*COMPITO SCRITTO:* Duplica tutto l'elenco che segue, riga per riga, senza cambiare nulla.

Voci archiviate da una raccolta
------------------------------------

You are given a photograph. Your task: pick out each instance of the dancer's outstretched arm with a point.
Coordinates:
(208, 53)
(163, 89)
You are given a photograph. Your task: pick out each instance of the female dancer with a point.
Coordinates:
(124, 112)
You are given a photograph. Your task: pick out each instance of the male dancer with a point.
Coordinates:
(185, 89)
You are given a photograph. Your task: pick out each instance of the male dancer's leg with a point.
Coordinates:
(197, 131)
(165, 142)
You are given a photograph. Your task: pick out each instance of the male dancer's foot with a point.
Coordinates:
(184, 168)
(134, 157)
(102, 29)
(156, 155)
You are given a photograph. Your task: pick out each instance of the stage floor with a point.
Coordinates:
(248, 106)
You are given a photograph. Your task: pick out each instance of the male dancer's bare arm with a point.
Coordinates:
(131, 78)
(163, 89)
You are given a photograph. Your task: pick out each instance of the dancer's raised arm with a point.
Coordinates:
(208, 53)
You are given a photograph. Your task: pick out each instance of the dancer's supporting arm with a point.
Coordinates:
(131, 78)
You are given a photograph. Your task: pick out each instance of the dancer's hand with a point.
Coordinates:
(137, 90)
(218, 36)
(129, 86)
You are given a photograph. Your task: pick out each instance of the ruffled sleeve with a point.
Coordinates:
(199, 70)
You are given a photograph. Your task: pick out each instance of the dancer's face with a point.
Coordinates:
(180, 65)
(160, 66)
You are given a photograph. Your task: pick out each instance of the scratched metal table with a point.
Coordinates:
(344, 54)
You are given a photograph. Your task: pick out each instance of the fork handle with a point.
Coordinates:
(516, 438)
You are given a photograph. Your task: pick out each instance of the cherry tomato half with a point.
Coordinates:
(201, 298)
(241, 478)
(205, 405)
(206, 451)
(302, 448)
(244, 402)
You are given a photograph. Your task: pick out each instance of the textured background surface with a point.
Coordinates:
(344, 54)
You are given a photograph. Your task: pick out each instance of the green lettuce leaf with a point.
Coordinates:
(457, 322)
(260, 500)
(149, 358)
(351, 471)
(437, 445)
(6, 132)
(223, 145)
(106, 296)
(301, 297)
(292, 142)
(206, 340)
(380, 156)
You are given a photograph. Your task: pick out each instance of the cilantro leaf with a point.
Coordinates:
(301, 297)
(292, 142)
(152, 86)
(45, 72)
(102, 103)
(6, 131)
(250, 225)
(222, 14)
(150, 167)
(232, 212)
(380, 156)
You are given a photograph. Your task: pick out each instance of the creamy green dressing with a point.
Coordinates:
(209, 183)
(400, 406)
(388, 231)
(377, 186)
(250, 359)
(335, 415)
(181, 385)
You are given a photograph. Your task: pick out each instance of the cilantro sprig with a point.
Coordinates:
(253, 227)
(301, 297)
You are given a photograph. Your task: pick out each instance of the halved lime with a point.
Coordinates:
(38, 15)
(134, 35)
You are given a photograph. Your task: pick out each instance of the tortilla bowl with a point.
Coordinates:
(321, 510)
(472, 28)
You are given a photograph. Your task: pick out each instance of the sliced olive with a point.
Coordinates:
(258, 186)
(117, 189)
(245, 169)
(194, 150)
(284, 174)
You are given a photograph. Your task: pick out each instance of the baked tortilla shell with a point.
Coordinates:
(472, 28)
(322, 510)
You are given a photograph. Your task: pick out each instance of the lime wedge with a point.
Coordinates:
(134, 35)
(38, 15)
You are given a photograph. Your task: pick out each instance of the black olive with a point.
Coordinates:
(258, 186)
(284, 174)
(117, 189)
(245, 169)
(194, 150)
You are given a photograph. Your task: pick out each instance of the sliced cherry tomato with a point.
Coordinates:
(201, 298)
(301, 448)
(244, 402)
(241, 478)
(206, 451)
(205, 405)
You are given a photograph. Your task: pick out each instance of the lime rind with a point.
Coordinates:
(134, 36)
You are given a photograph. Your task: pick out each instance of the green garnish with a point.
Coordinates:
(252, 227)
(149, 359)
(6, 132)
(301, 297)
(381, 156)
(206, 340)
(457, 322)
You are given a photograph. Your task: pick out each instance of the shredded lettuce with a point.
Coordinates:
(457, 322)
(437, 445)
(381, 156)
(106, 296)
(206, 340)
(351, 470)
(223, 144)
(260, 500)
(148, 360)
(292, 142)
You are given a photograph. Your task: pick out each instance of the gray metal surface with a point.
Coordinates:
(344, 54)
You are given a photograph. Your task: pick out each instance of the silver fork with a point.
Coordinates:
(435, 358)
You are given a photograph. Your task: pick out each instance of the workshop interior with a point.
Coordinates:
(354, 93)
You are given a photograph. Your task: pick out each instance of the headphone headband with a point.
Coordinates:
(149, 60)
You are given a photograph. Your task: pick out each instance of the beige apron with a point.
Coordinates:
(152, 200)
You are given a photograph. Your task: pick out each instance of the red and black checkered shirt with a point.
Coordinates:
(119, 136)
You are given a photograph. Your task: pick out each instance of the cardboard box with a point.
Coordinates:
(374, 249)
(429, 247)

------------------------------------

*RISULTATO DEL COMPITO:*
You are given a photograph. Your task: pick out each instance of the dancer's outstretched arm with a point.
Coordinates:
(208, 53)
(163, 89)
You are given a photograph. Your task: pick out each instance of the female dancer with a point.
Coordinates:
(124, 112)
You are given a photograph. Your task: pick out each instance of the male dancer with a point.
Coordinates:
(185, 89)
You are given a photograph. Your task: pick out each instance of the male dancer's leg with a point.
Coordinates:
(197, 131)
(165, 142)
You are given a photograph. Your task: pick out each instance of the male dancer's foot with a point.
Coordinates:
(184, 168)
(134, 157)
(102, 29)
(156, 155)
You are given a photograph. Your task: pick out each instance of the stage floor with a point.
Coordinates:
(248, 106)
You are given a photograph. Your task: pick out each instance of the male dancer's bare arm with a point.
Coordinates:
(131, 78)
(163, 89)
You are given a photograph. Your task: pick out each instance of the dancer's raised arm with a point.
Coordinates:
(208, 53)
You are given a photograph. Your task: pick out each instance of the dancer's supporting arm with a point.
Coordinates:
(131, 78)
You are given a photograph. Your task: pick out each instance of the dancer's hand with a point.
Coordinates:
(137, 90)
(218, 36)
(129, 86)
You are given a photograph. Your task: pick out each instance of the ruffled sleeve with a point.
Coordinates:
(199, 70)
You are given a photograph. Your task: pick out each instance of the dancer's face with a point.
Coordinates:
(180, 65)
(160, 66)
You are given a photograph. Your task: pick out each instance of the scratched metal table with a point.
Coordinates:
(344, 54)
You are given a photograph. Your task: pick out each instance of the fork handle with a point.
Coordinates:
(516, 438)
You are given a photograph. Your task: pick out each instance of the cherry tomato half with a point.
Coordinates:
(201, 298)
(241, 478)
(205, 405)
(206, 451)
(302, 448)
(244, 402)
You are given a photograph. Your task: pick out each instance of the textured background surface with a point.
Coordinates:
(344, 54)
You are given a photograph. Your task: pick out each instance of the green lettuce leaf with a point.
Coordinates:
(457, 322)
(260, 500)
(149, 358)
(351, 471)
(437, 445)
(6, 132)
(223, 145)
(106, 296)
(301, 297)
(292, 142)
(206, 340)
(380, 156)
You are given a photograph. Your task: pick out each instance of the cilantro leaf with a point.
Coordinates:
(301, 297)
(292, 142)
(152, 86)
(45, 72)
(102, 103)
(6, 131)
(250, 225)
(222, 14)
(150, 167)
(232, 212)
(380, 156)
You are given a photograph. Your task: pick out each instance of the creamy green dressing with a point.
Coordinates:
(209, 183)
(400, 406)
(388, 231)
(377, 186)
(250, 359)
(335, 415)
(181, 385)
You are given a photograph. Your task: pick out each instance of the cilantro sprig with a point.
Coordinates:
(253, 227)
(301, 297)
You are given a photograph. Your task: pick out each instance of the halved lime with a point.
Coordinates:
(38, 15)
(134, 35)
You are given a photograph. Your task: pick out each instance of the tortilla bowl with a point.
Coordinates:
(321, 510)
(472, 28)
You are given a photograph. Your task: pick out each instance of the sliced olive with a point.
Coordinates:
(258, 186)
(117, 189)
(245, 169)
(194, 150)
(284, 174)
You are given a photograph. Your task: pick out each instance of the baked tortilla shell with a point.
Coordinates:
(472, 28)
(322, 510)
You are given a photograph. Your task: pick out each instance of the lime wedge with a point.
Coordinates:
(134, 35)
(38, 15)
You are given a photograph. Your task: pick out each instance of the black olive with a point.
Coordinates:
(258, 186)
(284, 174)
(117, 189)
(245, 169)
(194, 150)
You are given a photograph. Your task: pick out each instance of the sliced cherry tomato with a point.
Coordinates:
(201, 298)
(301, 448)
(244, 402)
(241, 478)
(206, 451)
(205, 405)
You are given a photograph. Your task: pick out each instance of the lime rind with a point.
Coordinates:
(134, 36)
You are given a photograph. Your task: pick out each instance of the green garnish with a point.
Coordinates:
(252, 227)
(149, 359)
(6, 132)
(301, 297)
(381, 156)
(206, 340)
(457, 322)
You are given a photograph. Your task: pick out each instance of the shredded lettuce with a point.
Coordinates:
(457, 322)
(437, 445)
(381, 156)
(106, 296)
(206, 340)
(351, 470)
(223, 144)
(260, 500)
(148, 360)
(292, 142)
You are given a photograph. Your task: pick out each instance of the gray metal surface with a point.
Coordinates:
(344, 54)
You are given a photograph. Your task: pick out each instance of the silver fork with a point.
Coordinates:
(435, 358)
You are given a photograph. Your task: pick out each instance of the workshop interior with a point.
Coordinates:
(354, 93)
You are given a photograph. Your task: pick out each instance of the headphone headband with a point.
Coordinates:
(149, 60)
You are given a photograph. Your task: pick out each instance of the beige apron with a point.
Coordinates:
(152, 200)
You are given a photograph. Your task: pick out each instance of the red and black checkered shirt with a point.
Coordinates:
(119, 136)
You are given a photograph. Your task: pick out each instance of the cardboard box with a point.
Coordinates:
(374, 249)
(429, 247)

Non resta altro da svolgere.